[Entries from an annotation dataset]
Start

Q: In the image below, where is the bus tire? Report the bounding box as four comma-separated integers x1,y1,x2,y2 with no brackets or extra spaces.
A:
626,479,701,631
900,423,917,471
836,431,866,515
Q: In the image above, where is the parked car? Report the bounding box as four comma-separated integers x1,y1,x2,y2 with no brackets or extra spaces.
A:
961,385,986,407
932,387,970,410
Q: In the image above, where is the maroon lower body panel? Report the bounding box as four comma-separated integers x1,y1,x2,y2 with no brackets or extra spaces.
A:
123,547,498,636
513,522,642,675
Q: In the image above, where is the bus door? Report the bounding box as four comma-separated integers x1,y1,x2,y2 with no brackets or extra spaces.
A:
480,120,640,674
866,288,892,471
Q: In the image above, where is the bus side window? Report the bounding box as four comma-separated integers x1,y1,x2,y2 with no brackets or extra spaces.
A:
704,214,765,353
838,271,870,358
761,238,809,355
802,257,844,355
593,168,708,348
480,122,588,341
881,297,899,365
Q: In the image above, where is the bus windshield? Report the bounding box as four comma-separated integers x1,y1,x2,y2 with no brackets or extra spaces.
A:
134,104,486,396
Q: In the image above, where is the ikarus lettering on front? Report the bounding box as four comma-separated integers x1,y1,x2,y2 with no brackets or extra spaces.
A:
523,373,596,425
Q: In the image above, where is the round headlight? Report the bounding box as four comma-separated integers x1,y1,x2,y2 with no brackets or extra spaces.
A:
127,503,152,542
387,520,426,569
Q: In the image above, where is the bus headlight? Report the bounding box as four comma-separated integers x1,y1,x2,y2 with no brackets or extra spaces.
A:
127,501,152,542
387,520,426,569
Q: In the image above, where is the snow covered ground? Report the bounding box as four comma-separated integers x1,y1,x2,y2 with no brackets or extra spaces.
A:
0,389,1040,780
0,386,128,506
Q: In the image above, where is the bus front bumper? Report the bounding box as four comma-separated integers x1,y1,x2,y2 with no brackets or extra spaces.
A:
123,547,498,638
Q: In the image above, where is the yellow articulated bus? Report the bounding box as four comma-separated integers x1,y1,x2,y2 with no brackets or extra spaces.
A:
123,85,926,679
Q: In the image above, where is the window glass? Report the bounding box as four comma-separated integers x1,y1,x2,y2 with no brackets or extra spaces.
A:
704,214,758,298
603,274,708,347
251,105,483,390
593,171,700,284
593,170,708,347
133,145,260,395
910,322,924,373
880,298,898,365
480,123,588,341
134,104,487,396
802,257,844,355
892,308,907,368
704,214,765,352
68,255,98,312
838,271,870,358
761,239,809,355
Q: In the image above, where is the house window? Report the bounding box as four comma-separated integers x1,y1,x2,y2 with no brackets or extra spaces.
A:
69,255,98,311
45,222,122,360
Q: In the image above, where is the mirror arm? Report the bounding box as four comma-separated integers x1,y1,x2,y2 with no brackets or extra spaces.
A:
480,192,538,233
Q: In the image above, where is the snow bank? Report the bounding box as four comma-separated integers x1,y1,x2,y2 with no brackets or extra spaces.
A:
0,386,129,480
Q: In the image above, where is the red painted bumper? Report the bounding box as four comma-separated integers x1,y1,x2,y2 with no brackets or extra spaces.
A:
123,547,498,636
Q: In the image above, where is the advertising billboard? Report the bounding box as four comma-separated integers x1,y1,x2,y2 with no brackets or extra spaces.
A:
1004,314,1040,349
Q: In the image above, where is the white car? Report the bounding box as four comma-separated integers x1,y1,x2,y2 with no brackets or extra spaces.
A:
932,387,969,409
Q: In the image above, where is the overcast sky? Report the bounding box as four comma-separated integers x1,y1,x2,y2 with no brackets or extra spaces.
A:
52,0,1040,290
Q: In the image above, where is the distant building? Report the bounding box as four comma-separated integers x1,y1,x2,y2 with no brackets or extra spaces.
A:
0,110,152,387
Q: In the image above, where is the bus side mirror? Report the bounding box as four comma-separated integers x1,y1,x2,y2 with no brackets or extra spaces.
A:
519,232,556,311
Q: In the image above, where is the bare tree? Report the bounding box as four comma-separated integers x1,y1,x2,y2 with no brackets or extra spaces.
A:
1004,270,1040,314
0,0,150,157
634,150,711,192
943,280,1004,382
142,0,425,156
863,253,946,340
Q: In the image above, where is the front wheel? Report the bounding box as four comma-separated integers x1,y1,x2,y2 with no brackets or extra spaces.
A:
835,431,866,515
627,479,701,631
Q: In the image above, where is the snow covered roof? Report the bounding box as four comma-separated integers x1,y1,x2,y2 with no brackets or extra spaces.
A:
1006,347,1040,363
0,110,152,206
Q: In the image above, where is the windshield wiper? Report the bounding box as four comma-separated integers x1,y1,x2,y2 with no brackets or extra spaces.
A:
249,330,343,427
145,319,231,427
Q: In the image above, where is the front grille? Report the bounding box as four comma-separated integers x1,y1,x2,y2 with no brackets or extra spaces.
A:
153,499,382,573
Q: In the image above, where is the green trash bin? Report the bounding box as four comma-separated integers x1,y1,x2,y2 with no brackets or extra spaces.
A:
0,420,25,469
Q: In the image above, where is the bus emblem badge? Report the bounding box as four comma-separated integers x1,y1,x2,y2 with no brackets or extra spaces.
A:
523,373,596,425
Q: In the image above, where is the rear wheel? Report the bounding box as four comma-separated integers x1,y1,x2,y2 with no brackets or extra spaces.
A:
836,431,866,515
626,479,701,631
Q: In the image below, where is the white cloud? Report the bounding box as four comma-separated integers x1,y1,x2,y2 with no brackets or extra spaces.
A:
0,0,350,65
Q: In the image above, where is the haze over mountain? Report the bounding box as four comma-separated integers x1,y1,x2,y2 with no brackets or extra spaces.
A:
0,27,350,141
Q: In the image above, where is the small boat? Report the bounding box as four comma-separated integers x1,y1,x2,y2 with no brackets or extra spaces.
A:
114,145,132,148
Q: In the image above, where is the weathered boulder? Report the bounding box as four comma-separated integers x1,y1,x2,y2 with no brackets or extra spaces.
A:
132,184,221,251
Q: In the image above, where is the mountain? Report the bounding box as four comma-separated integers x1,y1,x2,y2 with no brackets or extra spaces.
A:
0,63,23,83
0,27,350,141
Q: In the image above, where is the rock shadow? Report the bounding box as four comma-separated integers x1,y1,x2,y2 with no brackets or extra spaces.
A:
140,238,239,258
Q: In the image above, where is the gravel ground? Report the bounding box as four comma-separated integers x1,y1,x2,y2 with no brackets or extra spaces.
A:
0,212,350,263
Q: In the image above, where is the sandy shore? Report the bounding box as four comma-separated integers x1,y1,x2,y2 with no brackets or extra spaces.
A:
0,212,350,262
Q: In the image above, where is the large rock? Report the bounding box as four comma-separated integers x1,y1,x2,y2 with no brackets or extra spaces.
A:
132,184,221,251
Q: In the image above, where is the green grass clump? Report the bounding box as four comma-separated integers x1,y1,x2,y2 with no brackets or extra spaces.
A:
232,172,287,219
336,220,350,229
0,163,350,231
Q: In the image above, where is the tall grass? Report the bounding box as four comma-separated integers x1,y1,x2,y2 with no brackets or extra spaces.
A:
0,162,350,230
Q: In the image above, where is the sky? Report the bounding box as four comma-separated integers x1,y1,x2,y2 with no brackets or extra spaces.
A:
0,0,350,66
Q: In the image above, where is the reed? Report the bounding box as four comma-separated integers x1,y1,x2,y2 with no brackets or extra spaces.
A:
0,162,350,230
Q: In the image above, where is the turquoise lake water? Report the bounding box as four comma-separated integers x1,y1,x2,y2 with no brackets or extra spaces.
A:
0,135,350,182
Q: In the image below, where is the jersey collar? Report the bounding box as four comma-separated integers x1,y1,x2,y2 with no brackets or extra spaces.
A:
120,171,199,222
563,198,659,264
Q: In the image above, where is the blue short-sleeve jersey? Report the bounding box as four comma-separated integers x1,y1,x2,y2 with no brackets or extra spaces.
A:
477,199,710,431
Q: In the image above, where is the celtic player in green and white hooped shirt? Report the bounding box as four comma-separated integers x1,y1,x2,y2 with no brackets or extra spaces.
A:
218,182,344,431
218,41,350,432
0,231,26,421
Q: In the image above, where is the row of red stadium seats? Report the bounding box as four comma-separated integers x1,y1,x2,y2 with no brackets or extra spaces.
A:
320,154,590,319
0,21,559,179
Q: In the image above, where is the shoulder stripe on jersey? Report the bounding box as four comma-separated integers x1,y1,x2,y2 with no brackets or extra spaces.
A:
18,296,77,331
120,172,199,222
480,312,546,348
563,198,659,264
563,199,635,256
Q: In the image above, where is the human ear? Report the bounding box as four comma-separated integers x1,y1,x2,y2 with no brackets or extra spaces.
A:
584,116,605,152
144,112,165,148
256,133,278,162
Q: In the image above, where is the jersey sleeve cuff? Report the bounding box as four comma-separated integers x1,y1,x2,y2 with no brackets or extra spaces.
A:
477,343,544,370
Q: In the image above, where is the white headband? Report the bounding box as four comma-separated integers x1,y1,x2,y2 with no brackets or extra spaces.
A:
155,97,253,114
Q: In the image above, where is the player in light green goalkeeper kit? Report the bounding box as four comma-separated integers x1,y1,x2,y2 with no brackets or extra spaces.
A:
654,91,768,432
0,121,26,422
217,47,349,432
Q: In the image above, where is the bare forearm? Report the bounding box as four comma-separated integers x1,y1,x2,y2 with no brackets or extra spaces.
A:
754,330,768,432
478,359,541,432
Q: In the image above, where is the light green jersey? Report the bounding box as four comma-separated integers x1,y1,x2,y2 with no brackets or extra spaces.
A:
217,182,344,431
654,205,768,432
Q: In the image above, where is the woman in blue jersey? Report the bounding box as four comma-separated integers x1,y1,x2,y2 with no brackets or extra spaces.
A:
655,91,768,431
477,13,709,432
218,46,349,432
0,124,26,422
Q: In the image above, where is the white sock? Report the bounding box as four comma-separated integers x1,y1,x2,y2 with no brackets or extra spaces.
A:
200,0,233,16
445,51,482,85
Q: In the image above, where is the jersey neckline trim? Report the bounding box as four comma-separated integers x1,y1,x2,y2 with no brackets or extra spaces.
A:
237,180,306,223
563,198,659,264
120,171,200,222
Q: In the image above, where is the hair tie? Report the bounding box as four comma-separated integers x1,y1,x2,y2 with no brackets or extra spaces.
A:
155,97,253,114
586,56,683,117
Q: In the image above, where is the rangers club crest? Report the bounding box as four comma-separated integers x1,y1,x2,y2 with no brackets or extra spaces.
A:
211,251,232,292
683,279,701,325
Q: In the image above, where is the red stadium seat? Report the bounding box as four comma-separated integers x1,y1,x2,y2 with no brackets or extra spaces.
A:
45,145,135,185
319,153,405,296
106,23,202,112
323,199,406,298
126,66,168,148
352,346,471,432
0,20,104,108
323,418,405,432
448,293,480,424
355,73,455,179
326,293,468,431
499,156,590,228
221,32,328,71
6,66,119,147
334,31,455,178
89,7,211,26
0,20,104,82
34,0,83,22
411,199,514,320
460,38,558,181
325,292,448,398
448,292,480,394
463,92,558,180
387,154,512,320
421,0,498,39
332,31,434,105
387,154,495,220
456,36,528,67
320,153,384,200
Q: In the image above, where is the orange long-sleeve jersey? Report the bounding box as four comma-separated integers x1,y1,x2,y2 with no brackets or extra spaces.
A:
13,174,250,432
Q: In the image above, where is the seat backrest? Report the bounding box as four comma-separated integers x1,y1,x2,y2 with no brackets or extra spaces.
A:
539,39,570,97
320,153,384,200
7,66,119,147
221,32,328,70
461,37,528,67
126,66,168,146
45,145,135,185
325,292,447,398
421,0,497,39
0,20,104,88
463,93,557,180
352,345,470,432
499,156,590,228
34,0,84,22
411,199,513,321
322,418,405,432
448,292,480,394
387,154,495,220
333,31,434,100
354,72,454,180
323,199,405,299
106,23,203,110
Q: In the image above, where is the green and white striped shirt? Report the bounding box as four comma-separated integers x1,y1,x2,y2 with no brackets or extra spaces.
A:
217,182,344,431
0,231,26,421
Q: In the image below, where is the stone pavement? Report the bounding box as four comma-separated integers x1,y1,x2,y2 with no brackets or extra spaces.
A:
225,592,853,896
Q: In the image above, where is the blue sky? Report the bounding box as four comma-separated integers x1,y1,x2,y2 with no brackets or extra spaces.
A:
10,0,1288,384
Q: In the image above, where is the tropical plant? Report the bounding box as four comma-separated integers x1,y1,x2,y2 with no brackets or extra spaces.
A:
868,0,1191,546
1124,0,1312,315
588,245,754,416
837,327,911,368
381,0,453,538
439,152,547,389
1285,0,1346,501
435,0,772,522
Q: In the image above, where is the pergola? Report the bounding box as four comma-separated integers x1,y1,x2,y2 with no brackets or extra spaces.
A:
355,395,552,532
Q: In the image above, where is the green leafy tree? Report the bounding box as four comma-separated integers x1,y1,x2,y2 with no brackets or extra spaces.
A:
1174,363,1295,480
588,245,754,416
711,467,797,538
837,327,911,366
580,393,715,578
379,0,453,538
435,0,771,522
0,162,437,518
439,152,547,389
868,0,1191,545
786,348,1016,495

End

:: STATED EXERCISE ::
Can you reproduce, word for word, the lines from the one containing "Q: In the image above, where is the player" through the one containing "683,279,701,325", with both end lines included?

:: SOLUTION TO THIS TASK ::
Q: In the image above, where is the player in light green goalkeeper kit? Report the bounding box as four comma-separated integers x1,y1,x2,y2 with no brackets or extra spaces.
A:
654,91,768,432
0,121,26,422
217,47,349,432
Q: In the image above, where is the bare forearm? Report the bounding box as four comma-separated integers x1,y1,x2,y2 with no brackets or extra spaces.
A:
754,330,768,432
478,359,541,432
Q: In the image above, where is the light green jersey? Report the bounding box as four comma-separated integers x1,y1,x2,y2 with no brackets or extra spaces.
A:
217,182,344,431
654,205,768,432
Q: In the image above, where is the woman in blue jersey? Report the bounding box as four comma-separated integers x1,y1,x2,y2 with no brackets or extra spaces.
A:
655,91,768,431
477,13,709,432
218,46,349,432
0,124,26,422
Q: In the image above, where is the white sock? Report the bounding box as four comma-separated integers x1,y1,x2,y2 with no brackets or extra spaces.
A:
200,0,233,16
445,51,482,85
Q: In the image above, where is the jersey neckline trim? Report the bounding box as four comma-separated integers x1,y1,x2,y2 with no brackets or extra spaces.
A:
237,180,306,223
563,198,659,264
120,171,200,222
Q: In the image above, where is the hair tie? Report the bounding box as four comma-separated integers x1,y1,x2,y2 with no brackets or extra spaces.
A:
155,97,253,114
586,56,683,117
Q: In the image above, where is the rangers club crest? Report the bounding box as four comma-separated integers x1,y1,x2,y2 with no brackets or extra spaces.
A:
211,251,232,292
683,279,701,325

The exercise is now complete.